=== RECORDS SHOWN ===

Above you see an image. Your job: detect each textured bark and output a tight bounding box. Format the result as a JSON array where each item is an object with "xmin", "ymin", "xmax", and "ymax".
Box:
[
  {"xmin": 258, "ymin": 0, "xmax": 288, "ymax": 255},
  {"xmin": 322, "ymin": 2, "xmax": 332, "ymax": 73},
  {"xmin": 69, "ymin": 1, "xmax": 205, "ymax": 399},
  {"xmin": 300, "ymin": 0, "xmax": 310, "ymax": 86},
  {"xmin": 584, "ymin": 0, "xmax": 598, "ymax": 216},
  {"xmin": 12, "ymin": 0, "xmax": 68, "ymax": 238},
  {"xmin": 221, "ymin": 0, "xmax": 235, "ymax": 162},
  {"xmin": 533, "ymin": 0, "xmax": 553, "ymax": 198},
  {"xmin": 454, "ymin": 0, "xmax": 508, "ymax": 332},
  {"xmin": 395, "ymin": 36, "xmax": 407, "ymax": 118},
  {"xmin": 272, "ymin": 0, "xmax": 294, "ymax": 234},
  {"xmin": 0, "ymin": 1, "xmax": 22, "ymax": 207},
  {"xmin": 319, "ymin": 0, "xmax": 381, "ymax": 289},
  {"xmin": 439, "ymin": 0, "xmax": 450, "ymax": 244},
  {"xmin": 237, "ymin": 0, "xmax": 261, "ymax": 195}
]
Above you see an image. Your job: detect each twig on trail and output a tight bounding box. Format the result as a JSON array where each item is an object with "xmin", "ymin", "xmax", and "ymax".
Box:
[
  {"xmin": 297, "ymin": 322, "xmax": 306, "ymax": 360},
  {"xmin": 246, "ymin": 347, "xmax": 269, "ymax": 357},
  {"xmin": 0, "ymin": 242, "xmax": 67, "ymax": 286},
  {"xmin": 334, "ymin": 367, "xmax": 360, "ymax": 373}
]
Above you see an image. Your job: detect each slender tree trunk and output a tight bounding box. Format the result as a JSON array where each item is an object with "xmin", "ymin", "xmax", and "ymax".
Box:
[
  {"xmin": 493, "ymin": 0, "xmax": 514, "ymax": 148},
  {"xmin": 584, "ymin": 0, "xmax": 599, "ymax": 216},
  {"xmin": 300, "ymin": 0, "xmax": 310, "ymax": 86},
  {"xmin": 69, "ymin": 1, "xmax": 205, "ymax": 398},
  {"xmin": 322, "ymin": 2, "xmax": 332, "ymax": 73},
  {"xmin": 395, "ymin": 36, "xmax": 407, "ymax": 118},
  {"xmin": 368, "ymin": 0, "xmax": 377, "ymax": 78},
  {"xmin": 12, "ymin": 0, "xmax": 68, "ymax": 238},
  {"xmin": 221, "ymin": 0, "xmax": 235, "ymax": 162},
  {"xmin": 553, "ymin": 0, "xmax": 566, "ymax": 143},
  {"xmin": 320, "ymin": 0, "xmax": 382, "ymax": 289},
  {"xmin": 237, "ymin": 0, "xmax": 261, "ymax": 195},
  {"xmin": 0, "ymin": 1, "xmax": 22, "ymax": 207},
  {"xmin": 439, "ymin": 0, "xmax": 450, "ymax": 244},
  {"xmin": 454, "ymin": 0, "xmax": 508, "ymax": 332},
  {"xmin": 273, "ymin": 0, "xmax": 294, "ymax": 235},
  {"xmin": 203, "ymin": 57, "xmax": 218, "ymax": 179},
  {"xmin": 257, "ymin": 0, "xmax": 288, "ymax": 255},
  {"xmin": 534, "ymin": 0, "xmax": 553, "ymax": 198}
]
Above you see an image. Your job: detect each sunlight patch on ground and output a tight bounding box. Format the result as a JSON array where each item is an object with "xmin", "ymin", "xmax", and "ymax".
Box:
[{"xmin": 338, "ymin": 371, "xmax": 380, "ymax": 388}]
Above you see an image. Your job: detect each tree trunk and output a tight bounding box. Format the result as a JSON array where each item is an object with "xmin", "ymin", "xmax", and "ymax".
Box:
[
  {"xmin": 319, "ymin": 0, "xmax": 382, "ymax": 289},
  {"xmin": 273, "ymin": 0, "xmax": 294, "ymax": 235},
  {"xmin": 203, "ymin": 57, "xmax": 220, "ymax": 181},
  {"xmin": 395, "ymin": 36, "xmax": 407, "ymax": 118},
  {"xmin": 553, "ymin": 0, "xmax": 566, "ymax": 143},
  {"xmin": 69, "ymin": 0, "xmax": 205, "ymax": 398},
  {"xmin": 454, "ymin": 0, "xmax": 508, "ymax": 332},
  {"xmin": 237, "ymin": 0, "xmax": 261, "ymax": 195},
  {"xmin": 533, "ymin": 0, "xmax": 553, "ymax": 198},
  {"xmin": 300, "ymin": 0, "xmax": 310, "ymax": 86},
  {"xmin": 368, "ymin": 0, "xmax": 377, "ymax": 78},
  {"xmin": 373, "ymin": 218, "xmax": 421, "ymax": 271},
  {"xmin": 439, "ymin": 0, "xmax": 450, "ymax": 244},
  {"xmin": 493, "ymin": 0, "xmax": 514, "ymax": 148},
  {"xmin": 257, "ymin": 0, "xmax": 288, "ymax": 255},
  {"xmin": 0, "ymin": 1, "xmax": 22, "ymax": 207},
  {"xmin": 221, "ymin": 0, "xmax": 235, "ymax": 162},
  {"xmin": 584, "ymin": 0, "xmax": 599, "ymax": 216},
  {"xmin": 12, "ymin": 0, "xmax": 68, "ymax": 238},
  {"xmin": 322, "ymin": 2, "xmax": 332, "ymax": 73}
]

===

## WORK TASK:
Please show all lines from the entries that contain the word "item".

## SOLUTION TO THE PROBLEM:
Above you see an image. Your job: detect each textured bark and output a tight bounding box. Format the result as a JSON array where each item is an object with "xmin", "ymin", "xmax", and "ymax".
Above you see an image. Your job: detect each twig on trail and output a tight bounding box. Format the result as a JSON array where each item is an object with "xmin", "ymin", "xmax", and "ymax".
Above you see an image. Your job: detect each slender tree trunk and output a tight bounding box. Format the result as a JSON array where each item is an object with "xmin", "ymin", "xmax", and "ymax".
Above you see an image. Your job: detect each sunlight patch on ground and output a tight bounding box. Format the result as a JSON array where each item is an object with "xmin", "ymin", "xmax", and "ymax".
Above you see an image. Your job: detect each tree trunk and output a tight bounding box. Format the result as a JSON array where each item is an object with "xmin", "ymin", "xmax", and "ymax".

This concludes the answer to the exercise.